§ Extract provided:

********

There still is no early detection screening for lung cancer. As a result, survivor rates remain low, but new technology developed by the University of Washington has the potential to catch lung cancer before it even develops.
Dori Lyon used to hike 60 miles a week.
"I felt wonderful and then they discovered this tumor," said Lyon.
The tumor was small and caught early. And her chance of a cure is very high. But Lyon is not the typical lung cancer patient.
"Unfortunately lung cancer is detected these days very late and very latest stages and the survival is not very high," said Dr. Thomas Neumann, Visiongate.
Luckily for Lyon, her cancer was detected as part of a CT scanning trial for high risk patients, but it's not a cost-effective way to screen every smoker and former smoker.
So now comes new research from the University of Washington, leading to an early detection method using patient sputum. What's different is that the microscope is 3D.
"The cells are three-dimensional and small changes on the surface of the nucleus is one of the tell-tale signs of early cancer," said Dr. Eric Seibel, University of Washington.
This is what cells look like in 3-D.
"Normal cells usually show very well-defined, regular features. These cancer cells," said Seibel. "You see this really irregular shape."
"The advantage of a sputum test is that it's a simple thing that's easy to schedule, lower cost, and it also potentially picks up lung cancer that can't be picked up by CT screening because it evaluates the airways rather than just the lungs," said Ralph Aye, Swedish Medical Center.
Through the University of Washington technology transfer program, Visiongate of Gig Harbor is collaborating with UW researchers to teach the new technology how to recognize lung cancer cells.
"We are hoping that someday patients that are identified as pre-cancerous can be treated so the cancer doesn't even develop," said Aye.
The technology has had the potential to be used to detect other cancers, as well.

********

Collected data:

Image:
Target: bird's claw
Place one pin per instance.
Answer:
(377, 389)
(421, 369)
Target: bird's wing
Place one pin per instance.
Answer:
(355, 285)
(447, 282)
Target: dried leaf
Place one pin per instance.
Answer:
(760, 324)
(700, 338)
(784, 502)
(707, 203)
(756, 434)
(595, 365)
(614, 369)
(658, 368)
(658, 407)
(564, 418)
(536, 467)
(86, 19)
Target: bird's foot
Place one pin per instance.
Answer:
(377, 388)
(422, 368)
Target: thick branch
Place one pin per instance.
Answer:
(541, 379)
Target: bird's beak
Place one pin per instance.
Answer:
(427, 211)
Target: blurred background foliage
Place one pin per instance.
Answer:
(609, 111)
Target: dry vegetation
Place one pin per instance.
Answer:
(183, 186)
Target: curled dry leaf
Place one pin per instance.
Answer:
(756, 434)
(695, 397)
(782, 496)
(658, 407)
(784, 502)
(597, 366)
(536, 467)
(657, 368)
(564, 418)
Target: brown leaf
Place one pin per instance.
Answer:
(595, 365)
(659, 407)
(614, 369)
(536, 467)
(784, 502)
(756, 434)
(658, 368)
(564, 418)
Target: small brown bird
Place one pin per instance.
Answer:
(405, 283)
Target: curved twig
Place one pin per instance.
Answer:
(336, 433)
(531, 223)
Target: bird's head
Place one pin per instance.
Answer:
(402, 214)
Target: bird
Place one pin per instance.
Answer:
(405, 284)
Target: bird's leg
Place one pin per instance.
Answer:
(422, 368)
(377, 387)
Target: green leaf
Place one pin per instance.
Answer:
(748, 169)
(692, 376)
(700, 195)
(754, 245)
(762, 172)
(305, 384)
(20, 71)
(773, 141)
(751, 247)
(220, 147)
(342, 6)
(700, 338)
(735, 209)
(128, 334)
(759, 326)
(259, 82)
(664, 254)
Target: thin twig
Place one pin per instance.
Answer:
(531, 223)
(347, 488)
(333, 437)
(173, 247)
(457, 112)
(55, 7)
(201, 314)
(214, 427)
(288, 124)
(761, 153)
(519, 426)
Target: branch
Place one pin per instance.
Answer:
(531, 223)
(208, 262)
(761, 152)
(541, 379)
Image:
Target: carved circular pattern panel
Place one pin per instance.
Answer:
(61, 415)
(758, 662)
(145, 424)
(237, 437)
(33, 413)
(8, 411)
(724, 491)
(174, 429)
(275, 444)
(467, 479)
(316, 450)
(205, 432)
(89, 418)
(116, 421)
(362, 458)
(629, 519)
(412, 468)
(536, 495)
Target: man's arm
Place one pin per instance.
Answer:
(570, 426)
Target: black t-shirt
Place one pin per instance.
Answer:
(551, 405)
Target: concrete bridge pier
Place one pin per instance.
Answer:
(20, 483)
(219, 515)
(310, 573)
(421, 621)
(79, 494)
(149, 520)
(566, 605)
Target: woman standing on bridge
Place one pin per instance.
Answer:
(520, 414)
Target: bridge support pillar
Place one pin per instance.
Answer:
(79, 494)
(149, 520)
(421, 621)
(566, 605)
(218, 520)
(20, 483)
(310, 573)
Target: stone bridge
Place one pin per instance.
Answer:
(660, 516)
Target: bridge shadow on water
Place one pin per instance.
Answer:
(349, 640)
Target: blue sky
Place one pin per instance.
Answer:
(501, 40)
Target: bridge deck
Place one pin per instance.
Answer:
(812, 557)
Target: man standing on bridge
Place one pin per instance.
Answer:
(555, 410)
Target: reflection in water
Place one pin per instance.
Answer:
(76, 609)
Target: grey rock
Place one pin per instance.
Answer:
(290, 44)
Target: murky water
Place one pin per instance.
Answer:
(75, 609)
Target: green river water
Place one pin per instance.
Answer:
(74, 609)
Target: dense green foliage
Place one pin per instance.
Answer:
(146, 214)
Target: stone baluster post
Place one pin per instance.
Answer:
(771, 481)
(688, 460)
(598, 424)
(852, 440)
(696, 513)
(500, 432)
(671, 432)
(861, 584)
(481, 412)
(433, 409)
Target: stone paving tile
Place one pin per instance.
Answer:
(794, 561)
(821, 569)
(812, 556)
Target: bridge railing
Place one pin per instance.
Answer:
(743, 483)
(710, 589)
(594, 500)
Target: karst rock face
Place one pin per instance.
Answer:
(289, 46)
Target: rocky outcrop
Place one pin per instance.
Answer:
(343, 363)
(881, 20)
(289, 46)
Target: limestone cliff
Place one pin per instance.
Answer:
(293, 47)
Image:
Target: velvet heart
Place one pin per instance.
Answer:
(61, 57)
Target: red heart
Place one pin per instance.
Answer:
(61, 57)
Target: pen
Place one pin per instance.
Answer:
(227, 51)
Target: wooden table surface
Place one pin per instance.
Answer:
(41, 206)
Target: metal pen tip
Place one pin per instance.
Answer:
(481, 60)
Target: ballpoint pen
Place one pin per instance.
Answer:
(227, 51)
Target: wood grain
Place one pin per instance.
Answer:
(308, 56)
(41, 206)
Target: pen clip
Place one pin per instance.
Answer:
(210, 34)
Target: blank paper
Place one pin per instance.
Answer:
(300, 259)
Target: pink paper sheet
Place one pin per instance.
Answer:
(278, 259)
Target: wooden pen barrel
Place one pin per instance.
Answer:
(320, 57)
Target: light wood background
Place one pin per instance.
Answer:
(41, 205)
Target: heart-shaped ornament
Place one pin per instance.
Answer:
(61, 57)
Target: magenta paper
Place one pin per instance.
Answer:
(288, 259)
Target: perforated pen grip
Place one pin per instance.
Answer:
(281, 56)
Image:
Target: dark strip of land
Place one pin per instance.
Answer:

********

§ Parts of the exercise:
a: According to the lung cancer report, what does the University of Washington's new early detection method use from the patient?
b: Using the lung cancer report, state whether each statement agrees with it: (i) Dori Lyon's cancer was found during a CT scanning trial for high-risk patients; (ii) the new detection method relies on a two-dimensional microscope; (iii) Visiongate is based in Gig Harbor.
c: Retype the lung cancer report, everything from "Dori Lyon used" down to "lung cancer patient.".

§ Answer set:
a: It uses the patient's sputum.

b:
(i) Yes: "her cancer was detected as part of a CT scanning trial for high risk patients"
(ii) No: "What's different is that the microscope is 3D."
(iii) Yes: "Visiongate of Gig Harbor"

c:
Dori Lyon used to hike 60 miles a week.
"I felt wonderful and then they discovered this tumor," said Lyon.
The tumor was small and caught early. And her chance of a cure is very high. But Lyon is not the typical lung cancer patient.